*SET PROBLEM*: Copy out the post below on the Jack and Jill rhyme in full, word for word.

------ SOURCE PASSAGE

Tonight's
post be Lit Crit, if quasi-so (don't look for any old footnotes or
other socks under the bed): my take on some of our classic folk-tales
and fables. Starting out with the shortest of them all, complete in
just four lines,
Jack
and Jill went up the hill
To fetch a pail of water,
Jack fell down and broke his crown
And Jill came tumbling after.
To fetch a pail of water,
Jack fell down and broke his crown
And Jill came tumbling after.
Built-in
metaphors underscore this cautionary tale, the mother of all
sexploitation: the hill, the pail, the fall, the broken crown and all
the tumbling after. The verb “to jack off” (personally, I don't
bag “jilling off”) suggests a tract against self abuse.
Alliteration of the names hints at sibling love in the couple's list
of follies. And that the kids are immature is all in their pail, a
fire bucket too heavy for one child to carry. The well, located
uphill and above any water table, must needs be deep; hence the
struggle to get into position and the effort to dangle the old rope.
Jack's fall is head over heels - downhill rather than into the well -
for should he fall in, the breaking of his crown would pale against
him drowning. Likewise, for Jill to come tumbling after seems wrong
if it is into the pit that she rolls, rather than downside. Despite
these, the danger of the well's deep stays menacing in the
background. A further slant on Jill's “tumbling after” is sheer
fun, coming on top of Jack's mischance. Well children do love a
tumble (see below, when she laughs at his broken crown). The idea of
a condom breaking after “Jack fell down” presages an era somewhat
later than the original, which wasn't published until 1765. Although
Shakespeare, writing a century earlier in LLL and AMND, cites Jack
and Jill as archetypal sweethearts. One reason for the poem's
survival into the modern age is its continuous adaptation to the new.

------------
------ DATA SECTION

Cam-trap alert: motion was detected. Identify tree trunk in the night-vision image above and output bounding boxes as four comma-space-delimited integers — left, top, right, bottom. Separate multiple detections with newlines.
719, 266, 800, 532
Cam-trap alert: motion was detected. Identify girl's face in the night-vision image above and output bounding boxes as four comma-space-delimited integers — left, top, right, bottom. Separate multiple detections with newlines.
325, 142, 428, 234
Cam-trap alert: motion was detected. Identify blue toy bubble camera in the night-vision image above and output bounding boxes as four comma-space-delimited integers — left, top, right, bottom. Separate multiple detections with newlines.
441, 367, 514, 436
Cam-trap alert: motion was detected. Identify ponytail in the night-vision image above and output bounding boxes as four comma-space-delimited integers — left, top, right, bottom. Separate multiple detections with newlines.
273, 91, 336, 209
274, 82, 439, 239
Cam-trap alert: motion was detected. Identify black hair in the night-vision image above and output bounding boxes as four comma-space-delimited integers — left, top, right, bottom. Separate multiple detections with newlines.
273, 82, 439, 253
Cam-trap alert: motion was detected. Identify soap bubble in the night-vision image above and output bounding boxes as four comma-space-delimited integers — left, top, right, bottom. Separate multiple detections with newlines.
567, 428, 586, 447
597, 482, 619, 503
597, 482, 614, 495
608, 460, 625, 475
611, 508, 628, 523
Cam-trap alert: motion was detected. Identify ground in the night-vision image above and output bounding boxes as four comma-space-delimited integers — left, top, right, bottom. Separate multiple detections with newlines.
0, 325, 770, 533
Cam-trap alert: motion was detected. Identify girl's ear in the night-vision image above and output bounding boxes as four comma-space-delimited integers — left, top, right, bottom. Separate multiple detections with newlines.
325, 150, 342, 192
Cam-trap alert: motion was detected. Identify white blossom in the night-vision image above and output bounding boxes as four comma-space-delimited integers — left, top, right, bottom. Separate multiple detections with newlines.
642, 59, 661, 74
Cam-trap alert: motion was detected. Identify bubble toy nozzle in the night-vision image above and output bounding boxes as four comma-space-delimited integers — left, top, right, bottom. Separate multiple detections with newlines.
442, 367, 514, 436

------------

*TASK ANSWER*:
Tonight's
post be Lit Crit, if quasi-so (don't look for any old footnotes or
other socks under the bed): my take on some of our classic folk-tales
and fables. Starting out with the shortest of them all, complete in
just four lines,
Jack
and Jill went up the hill
To fetch a pail of water,
Jack fell down and broke his crown
And Jill came tumbling after.
To fetch a pail of water,
Jack fell down and broke his crown
And Jill came tumbling after.
Built-in
metaphors underscore this cautionary tale, the mother of all
sexploitation: the hill, the pail, the fall, the broken crown and all
the tumbling after. The verb “to jack off” (personally, I don't
bag “jilling off”) suggests a tract against self abuse.
Alliteration of the names hints at sibling love in the couple's list
of follies. And that the kids are immature is all in their pail, a
fire bucket too heavy for one child to carry. The well, located
uphill and above any water table, must needs be deep; hence the
struggle to get into position and the effort to dangle the old rope.
Jack's fall is head over heels - downhill rather than into the well -
for should he fall in, the breaking of his crown would pale against
him drowning. Likewise, for Jill to come tumbling after seems wrong
if it is into the pit that she rolls, rather than downside. Despite
these, the danger of the well's deep stays menacing in the
background. A further slant on Jill's “tumbling after” is sheer
fun, coming on top of Jack's mischance. Well children do love a
tumble (see below, when she laughs at his broken crown). The idea of
a condom breaking after “Jack fell down” presages an era somewhat
later than the original, which wasn't published until 1765. Although
Shakespeare, writing a century earlier in LLL and AMND, cites Jack
and Jill as archetypal sweethearts. One reason for the poem's
survival into the modern age is its continuous adaptation to the new.